DATA UNDER STUDY ▸
= Beginning of Section =
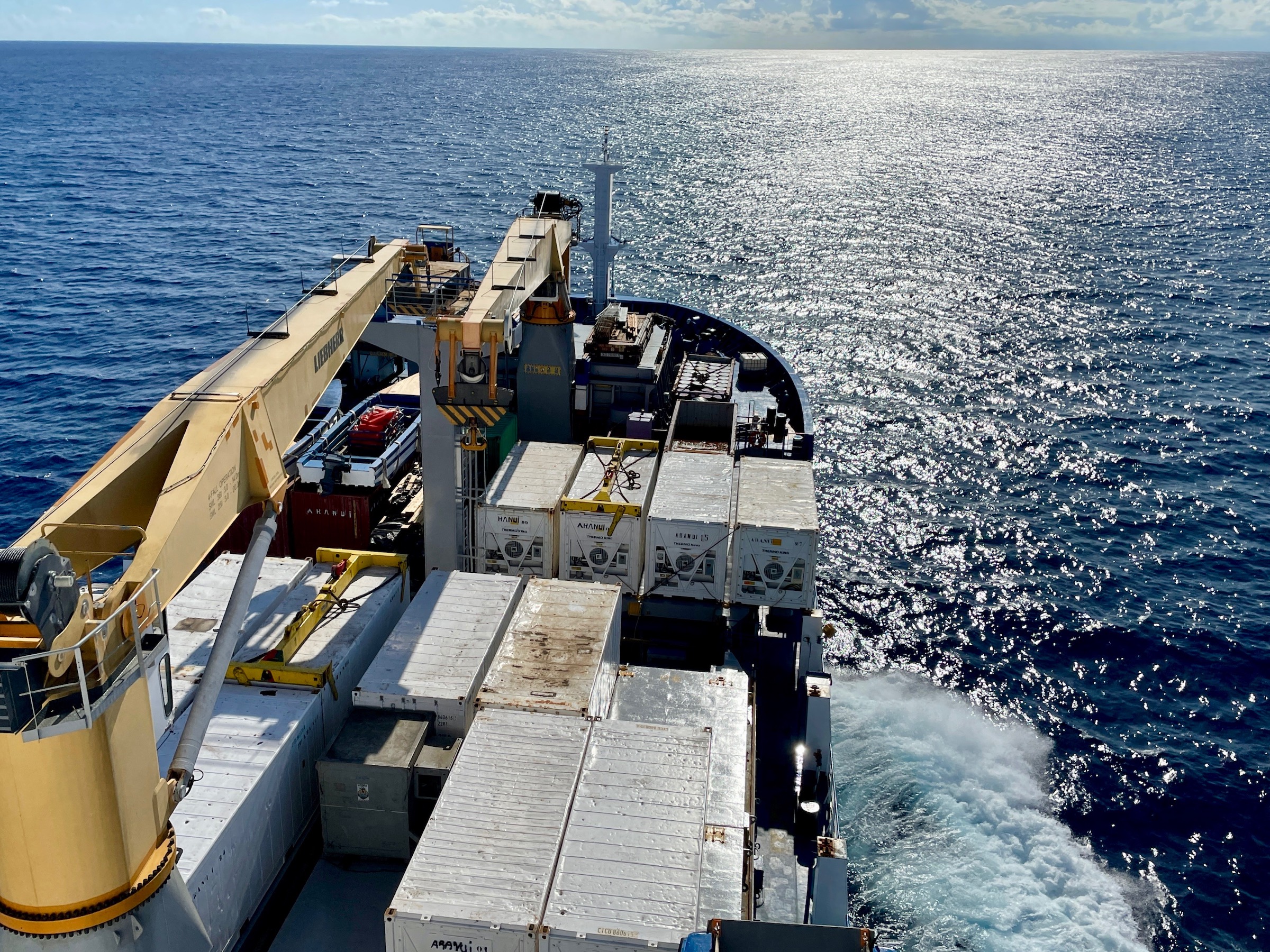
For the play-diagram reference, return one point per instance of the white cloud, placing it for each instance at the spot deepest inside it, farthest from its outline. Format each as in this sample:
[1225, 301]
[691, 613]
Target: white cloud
[1126, 20]
[216, 17]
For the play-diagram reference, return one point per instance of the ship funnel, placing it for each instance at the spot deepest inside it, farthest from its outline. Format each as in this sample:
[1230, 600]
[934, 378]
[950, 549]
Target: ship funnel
[604, 246]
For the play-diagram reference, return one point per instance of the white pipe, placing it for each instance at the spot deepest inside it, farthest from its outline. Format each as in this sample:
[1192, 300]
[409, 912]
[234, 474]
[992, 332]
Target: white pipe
[182, 770]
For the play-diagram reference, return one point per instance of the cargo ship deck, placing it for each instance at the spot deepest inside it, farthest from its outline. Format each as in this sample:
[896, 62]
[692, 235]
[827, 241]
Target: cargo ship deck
[520, 651]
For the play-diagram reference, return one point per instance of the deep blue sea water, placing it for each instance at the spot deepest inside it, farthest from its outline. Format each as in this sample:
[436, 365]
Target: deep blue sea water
[1028, 294]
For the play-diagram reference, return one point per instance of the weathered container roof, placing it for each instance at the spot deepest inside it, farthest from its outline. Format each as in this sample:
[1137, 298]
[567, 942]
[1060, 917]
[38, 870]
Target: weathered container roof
[554, 646]
[489, 848]
[716, 700]
[630, 861]
[442, 644]
[694, 488]
[776, 494]
[534, 477]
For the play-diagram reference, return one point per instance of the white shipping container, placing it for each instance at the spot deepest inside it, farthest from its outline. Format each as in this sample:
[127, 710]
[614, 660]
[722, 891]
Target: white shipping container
[560, 652]
[516, 518]
[632, 858]
[716, 700]
[597, 541]
[689, 527]
[480, 875]
[257, 785]
[774, 546]
[437, 655]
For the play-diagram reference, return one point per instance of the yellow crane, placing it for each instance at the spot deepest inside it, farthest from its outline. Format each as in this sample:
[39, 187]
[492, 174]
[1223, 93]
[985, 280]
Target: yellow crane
[86, 838]
[84, 832]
= End of Section =
TASK TO CARRY OUT ▸
An exact copy of the records above is needed, with the pictures removed.

EXERCISE OUTPUT ▸
For the play-diagram reference, return one point per instance of the white cloud, placing it for each instance at the spot deepest inside it, farthest from its outline. Format each as in this sample:
[1225, 301]
[691, 613]
Target: white cloud
[1126, 20]
[216, 17]
For the play-diagram reference, return one point per instance of the ship funnel, placing it for each instance at the spot deepest inside it, farthest from its outline. Format each as in this sample:
[1230, 600]
[934, 378]
[950, 549]
Target: ship funnel
[604, 246]
For the play-diagram reference, return one point per instance of the white pipe, placing it for each instance at the spot deepest inside it, farthest from its outline. Format each as in this sample:
[1192, 300]
[409, 912]
[234, 474]
[992, 332]
Target: white pipe
[182, 770]
For the play-diagram reference, return one point per instance of the cargo ship deck, placing it for each instance at the spot deepest inside it, farthest from its outline. Format each as in this sample:
[896, 62]
[692, 235]
[827, 241]
Target: cargo ship deck
[520, 651]
For the play-diagram reference, return one point per instance of the deep blue sea water, placing it for each instance at the spot deepest inside it, farthest from its outline. Format each as in this sample:
[436, 365]
Target: deep blue sea water
[1028, 294]
For the play-diagram reference, return one point per instance of the weathered container roof, placing it for each instance at the spot deepest inside it, farthest from its outline. Format each as in this sample:
[1137, 298]
[567, 942]
[1060, 917]
[38, 870]
Target: weathered container roof
[554, 646]
[489, 848]
[716, 700]
[630, 861]
[442, 644]
[694, 488]
[776, 494]
[534, 477]
For the play-diagram reference, return one point per instance of the white shipping container, placing it for each instance at the spot deepest inside it, farthest from its outline. Format each as in this sample:
[127, 710]
[614, 660]
[722, 891]
Target: white shipping container
[560, 652]
[516, 518]
[632, 858]
[716, 700]
[597, 541]
[689, 527]
[480, 875]
[257, 785]
[774, 546]
[437, 655]
For the play-diagram reference, return one point per instance of the yellow crane, placing it for each instance at the spot deepest inside it, farthest from its outline. Format each as in this sample:
[39, 187]
[492, 174]
[1223, 93]
[985, 280]
Target: yellow crane
[86, 838]
[84, 832]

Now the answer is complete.